Record set:
============================================================

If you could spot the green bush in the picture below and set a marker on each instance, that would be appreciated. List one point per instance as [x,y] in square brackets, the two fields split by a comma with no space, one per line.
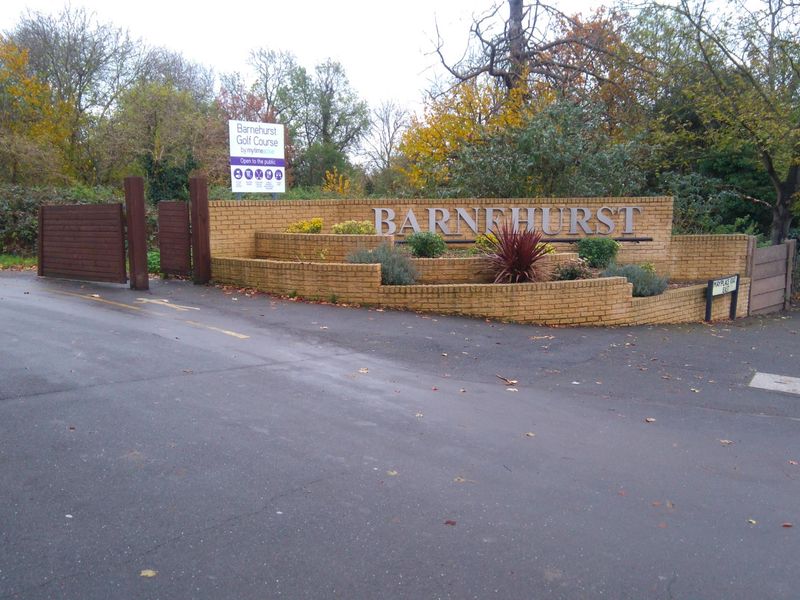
[396,268]
[308,226]
[354,228]
[645,283]
[19,211]
[153,261]
[426,244]
[598,252]
[572,270]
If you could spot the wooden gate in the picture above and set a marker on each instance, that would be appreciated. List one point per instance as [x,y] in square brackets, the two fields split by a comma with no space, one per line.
[771,285]
[82,242]
[174,238]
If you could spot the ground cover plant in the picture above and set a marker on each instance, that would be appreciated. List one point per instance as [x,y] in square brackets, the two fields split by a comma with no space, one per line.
[515,255]
[307,226]
[354,228]
[598,252]
[426,244]
[645,281]
[396,267]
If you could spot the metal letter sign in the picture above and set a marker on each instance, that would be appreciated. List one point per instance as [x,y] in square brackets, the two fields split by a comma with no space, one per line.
[257,159]
[719,287]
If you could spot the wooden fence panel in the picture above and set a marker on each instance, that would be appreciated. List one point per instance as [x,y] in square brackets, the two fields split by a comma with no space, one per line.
[771,281]
[82,242]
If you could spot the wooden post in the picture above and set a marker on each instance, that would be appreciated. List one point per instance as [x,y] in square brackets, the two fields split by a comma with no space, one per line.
[137,236]
[40,244]
[201,235]
[752,244]
[791,252]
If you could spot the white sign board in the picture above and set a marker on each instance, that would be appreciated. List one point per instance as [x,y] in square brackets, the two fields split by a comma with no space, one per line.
[257,160]
[725,285]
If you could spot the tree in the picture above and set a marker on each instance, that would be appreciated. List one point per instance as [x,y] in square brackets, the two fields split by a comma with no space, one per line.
[157,129]
[86,64]
[749,55]
[33,129]
[536,48]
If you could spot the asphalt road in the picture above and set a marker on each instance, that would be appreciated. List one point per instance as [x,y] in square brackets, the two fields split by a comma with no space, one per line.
[243,447]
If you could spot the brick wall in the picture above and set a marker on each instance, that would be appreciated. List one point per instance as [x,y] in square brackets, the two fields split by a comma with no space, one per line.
[605,301]
[687,305]
[586,302]
[233,224]
[314,246]
[699,257]
[348,283]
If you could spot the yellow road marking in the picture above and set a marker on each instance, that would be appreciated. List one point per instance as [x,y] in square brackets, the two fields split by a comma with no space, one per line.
[164,302]
[97,298]
[240,336]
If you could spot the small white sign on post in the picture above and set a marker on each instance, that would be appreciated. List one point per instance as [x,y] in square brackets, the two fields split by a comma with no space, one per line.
[257,157]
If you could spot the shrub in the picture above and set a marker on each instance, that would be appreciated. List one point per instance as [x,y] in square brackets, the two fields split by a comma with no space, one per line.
[485,242]
[645,283]
[598,252]
[396,268]
[308,226]
[354,227]
[516,254]
[571,270]
[153,261]
[426,244]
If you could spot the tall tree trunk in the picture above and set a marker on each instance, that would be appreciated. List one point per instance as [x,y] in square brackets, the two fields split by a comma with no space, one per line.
[516,44]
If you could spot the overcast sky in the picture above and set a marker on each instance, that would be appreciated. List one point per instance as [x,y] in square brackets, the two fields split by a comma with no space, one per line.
[385,47]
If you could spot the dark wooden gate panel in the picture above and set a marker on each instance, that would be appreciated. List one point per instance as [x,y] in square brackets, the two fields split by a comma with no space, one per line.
[174,238]
[82,242]
[771,282]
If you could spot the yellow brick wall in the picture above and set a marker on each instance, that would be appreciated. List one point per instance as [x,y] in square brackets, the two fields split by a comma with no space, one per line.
[233,224]
[606,301]
[699,257]
[470,269]
[348,283]
[318,247]
[687,305]
[586,302]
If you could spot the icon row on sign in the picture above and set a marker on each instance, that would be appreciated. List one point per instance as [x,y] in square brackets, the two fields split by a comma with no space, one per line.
[258,174]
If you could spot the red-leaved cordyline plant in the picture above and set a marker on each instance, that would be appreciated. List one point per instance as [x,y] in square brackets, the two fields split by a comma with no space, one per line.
[514,255]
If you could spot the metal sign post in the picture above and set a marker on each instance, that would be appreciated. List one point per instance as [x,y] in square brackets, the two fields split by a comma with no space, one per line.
[720,287]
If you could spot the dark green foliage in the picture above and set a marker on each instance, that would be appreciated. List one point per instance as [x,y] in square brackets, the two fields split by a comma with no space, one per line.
[396,267]
[708,205]
[167,181]
[598,252]
[563,150]
[426,244]
[645,282]
[19,211]
[153,261]
[569,271]
[516,254]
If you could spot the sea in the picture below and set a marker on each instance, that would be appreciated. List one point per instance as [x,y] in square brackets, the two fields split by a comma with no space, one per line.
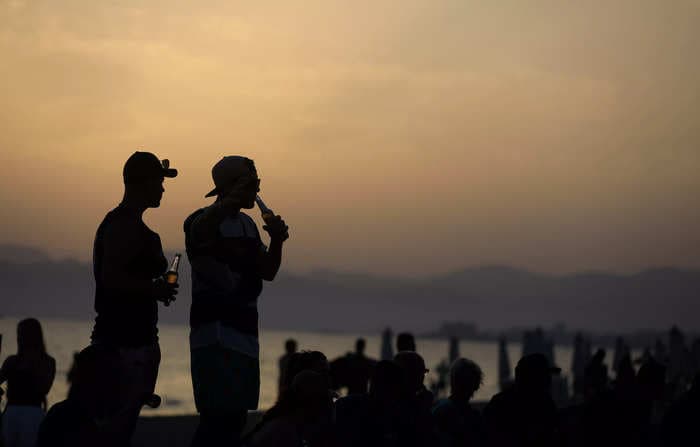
[65,337]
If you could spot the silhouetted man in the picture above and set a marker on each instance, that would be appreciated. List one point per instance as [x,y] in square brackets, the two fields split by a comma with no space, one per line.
[459,424]
[84,418]
[290,347]
[353,370]
[524,414]
[417,427]
[129,264]
[229,262]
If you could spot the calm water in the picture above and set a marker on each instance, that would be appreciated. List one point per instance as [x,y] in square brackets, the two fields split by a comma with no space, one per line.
[63,338]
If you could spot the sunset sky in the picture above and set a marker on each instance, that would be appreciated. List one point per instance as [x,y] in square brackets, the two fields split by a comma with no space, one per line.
[406,137]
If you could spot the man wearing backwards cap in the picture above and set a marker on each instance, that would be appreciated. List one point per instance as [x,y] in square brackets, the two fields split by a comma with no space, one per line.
[229,262]
[128,265]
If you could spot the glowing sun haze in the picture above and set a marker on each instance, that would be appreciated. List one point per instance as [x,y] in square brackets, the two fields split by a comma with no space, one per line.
[409,137]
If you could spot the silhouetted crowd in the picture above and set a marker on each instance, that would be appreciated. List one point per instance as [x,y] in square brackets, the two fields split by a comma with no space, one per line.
[387,403]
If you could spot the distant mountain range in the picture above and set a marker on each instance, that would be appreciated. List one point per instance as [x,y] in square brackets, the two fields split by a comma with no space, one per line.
[491,297]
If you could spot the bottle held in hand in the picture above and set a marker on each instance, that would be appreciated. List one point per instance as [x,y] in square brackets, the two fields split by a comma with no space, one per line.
[266,212]
[171,274]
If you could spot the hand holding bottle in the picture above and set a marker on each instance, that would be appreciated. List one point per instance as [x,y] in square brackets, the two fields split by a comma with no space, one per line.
[164,291]
[274,224]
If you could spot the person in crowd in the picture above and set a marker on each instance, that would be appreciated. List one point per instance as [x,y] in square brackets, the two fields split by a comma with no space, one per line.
[84,418]
[290,347]
[29,375]
[128,265]
[456,421]
[353,370]
[229,263]
[416,401]
[306,360]
[524,414]
[596,374]
[373,419]
[298,417]
[387,352]
[405,341]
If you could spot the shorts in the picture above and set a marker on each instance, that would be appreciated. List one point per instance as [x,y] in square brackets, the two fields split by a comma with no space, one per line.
[224,380]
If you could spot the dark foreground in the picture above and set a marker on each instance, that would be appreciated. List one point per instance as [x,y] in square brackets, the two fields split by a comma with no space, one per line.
[174,431]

============================================================

Exercise task: Leave out the pictures and copy everything else in the records word for word.

Answer to this problem:
If you could spot the green bush in the picture below and set a marker on each instance, that would be appreciated. List one point per instance as [x,y] in square brackets, the two fields split by a comma with no space, one per line.
[396,268]
[308,226]
[354,228]
[645,283]
[19,211]
[153,261]
[426,244]
[598,252]
[572,270]
If you could spot the wooden gate in the picture above and set a marker on each instance, that would be appreciated. List one point per instance as [x,y] in square brackets, the two fields split by a comma with no space, one per line.
[771,285]
[82,242]
[174,238]
If you could spot the ground cover plant in the picture above and set a marker on each instance, that would be appreciated. List one point per instance as [x,y] in square brackets, the two fields split by a comma with no space, one per line.
[515,255]
[307,226]
[354,228]
[598,252]
[426,244]
[645,281]
[396,267]
If you could spot the metal letter sign in the picture above and set a marker on each instance, that would be appreciated. List one point per instance as [x,y] in square brackets, the two fields split by a comma with no space, one per line.
[257,159]
[719,287]
If you could spot the wooden fence panel in the picture above and set a marker on each instance, that would be appreciated. List one point per instance as [x,y] in square brackets, the two fields split by a comma with no space, one per line.
[771,281]
[82,242]
If you could spot the wooden post in the picture above and set a marker on each instance, that would be appreciated. List one point per instance as [x,y] in square brackets, the two fields split by a comma with no space, one per line.
[137,236]
[40,244]
[201,235]
[752,244]
[791,252]
If you could spot the white sign board in the picture above and set a marker on each instance, that would be appreciated. List one point per instance as [x,y] in square brackets, the two fields split by a comma with no space, one per line.
[257,160]
[725,285]
If you could spot the tree in the picture above and set a marker on each instance, that would be appreciated. List one point per instance as [x,y] in square brackets, the two fields split by a comma with no space, one per line.
[157,129]
[86,64]
[749,55]
[33,129]
[536,48]
If you could spot the asphalt road in the picture above and set a marker on each instance, that would be appreciated. List one point per instance as [x,y] in square brackets, the two fields split by a comma with no space, one per line.
[243,447]
If you could spot the brick wall in the picture above and set a marker on each instance, that would be appreciated. List one point per instance as [x,y] in square brackets, the two fields split by a comma with no space, one per line.
[605,301]
[687,305]
[586,302]
[233,224]
[314,246]
[699,257]
[348,283]
If you could spot the yellow road marking in the picture above and set a marker on each instance, that would be appreciated. List one point per instance as [x,y] in square brackets, the two fields split by a comma with no space, one per line.
[164,302]
[97,298]
[240,336]
If you could spot the small white sign on post in the picture above and set a marker on each instance, that would be appreciated. List one point per instance as [x,y] in square brackets, the two fields split by a comma with no space, one per line.
[257,157]
If you could spot the shrub in the picture above and set a marker on each instance, that would be appreciated. List one point per instance as [x,y] in square brackets, the two fields split by a comma with no space, one per line.
[485,242]
[645,283]
[598,252]
[396,268]
[308,226]
[354,227]
[516,254]
[571,270]
[153,261]
[426,244]
If you could spot the tall tree trunk in the picture above and set a marker on each instance, that would be appreciated. List one point per instance as [x,y] in square brackets, the two fields split by a comma with no space, one per line.
[516,44]
If you could spot the overcast sky in the picture above and set a marker on each instance, that would be appreciated. List one point per instance as [x,y] in square brackets, the two fields split by a comma with no space, one per line.
[385,47]
If you could spot the dark wooden gate panel in the picture above and set a marker on each instance, that would be appreciated. List one point per instance as [x,y] in square brackets, the two fields split by a comma with no space, one per line.
[174,238]
[82,242]
[771,282]
If you could spot the yellow brick wall in the picture above and set a marker on each instance, that would be appreciated. List one point per instance as [x,y] in square brackets, the two fields split by a comma with no space, one per line.
[233,224]
[606,301]
[699,257]
[470,269]
[348,283]
[318,247]
[687,305]
[586,302]
If you could spot the icon row on sign in the picture above and set a marker on each instance, that would be appreciated. List one point per instance as [x,y] in square brackets, the two fields split by a comma with no space, one per line.
[258,174]
If you could spot the red-leaved cordyline plant in the picture above and set a marker on each instance, that would be appreciated. List one point per instance as [x,y] in square brackets, the two fields split by a comma with no space, one per line.
[514,255]
If you could spot the metal sign post in the picture above and set a marker on each instance, that would be appreciated. List one point per instance as [x,y] in square brackets, the two fields split by a comma with no space, one per line.
[720,287]
If you could spot the dark green foliage in the picture above and set a marker on each instance, that would be appreciated. List one point per instance as [x,y] in square brackets, the two fields split by a comma with no space, one per line.
[396,267]
[708,205]
[167,181]
[598,252]
[563,150]
[426,244]
[645,282]
[19,211]
[153,261]
[569,271]
[516,254]
If you could spot the sea in the picture below and set a marker on each instance, that would be appreciated. List one point per instance as [x,y] in square brackets, the two fields split by a comma with no space, one per line.
[65,337]
If you could spot the silhouetted man in the picture above and set a marker on each instance, that would be appreciated. List one point per instance as [x,y] in square brackets, the two fields split by a comma with no space, one per line.
[459,424]
[84,418]
[290,347]
[353,370]
[524,414]
[417,427]
[129,264]
[229,262]
If you could spot the calm water in the picture above and set a marker on each instance, that would be appreciated. List one point per instance as [x,y] in square brackets, the two fields split by a comma with no space, one per line.
[63,338]
If you could spot the sunset sky in the picture above and set a marker on each instance, that would be appreciated. List one point per instance as [x,y] in square brackets, the two fields split by a comma with no space, one per line.
[406,137]
If you could spot the man wearing backwards cap in the picture above and set a marker on each instance, that would be appreciated. List one point per instance as [x,y] in square brackets, the two fields split by a comma with no space, one per line.
[229,262]
[128,265]
If you could spot the glowing sun haze in the picture above and set a marker on each instance, that would be appreciated. List one point per instance as [x,y] in square brackets, the two fields split by a comma with no space, one per line.
[409,137]
If you could spot the silhouetted crowd in the picture above and set a marker on each instance, that would be appreciated. List one point per instance as [x,y] in square brackets, the two fields split by a comma with no space, one per line.
[387,403]
If you could spot the distant mountain range in the picture above and set a marker on each instance, that would be appreciated. List one point per instance as [x,y] in square brackets, the two fields split by a comma with no space, one per line.
[491,297]
If you could spot the bottle held in hand in the picture above and set a marker on each instance, that would be appreciated. List one point per instance as [x,y] in square brackets, the two fields split by a comma with no space, one per line.
[266,212]
[171,274]
If you could spot the hand holding bottle in the picture above and set a marker on each instance, that would be appreciated. List one point per instance as [x,y] in square brackets, the two fields split by a comma with no space, one per line.
[164,291]
[274,224]
If you could spot the person in crowd in the picture above and set a marker on each instance, that would be appreciated. List one point per instance as [x,y] in square brackets, the two fields split by a comma with no space, one per line.
[84,418]
[290,347]
[29,375]
[128,265]
[456,421]
[353,370]
[229,263]
[416,401]
[306,360]
[524,414]
[596,374]
[373,419]
[298,417]
[387,352]
[405,341]
If you could spot the shorts in the picture above and set a marker on each instance, that would be appreciated. List one point per instance as [x,y] in square brackets, the two fields split by a comma with no space, one per line.
[224,380]
If you could spot the dark foreground in the picture above and set a marker on each instance, that would be appreciated. List one point per instance as [x,y] in square brackets, the two fields split by a comma with no space, one per line.
[174,431]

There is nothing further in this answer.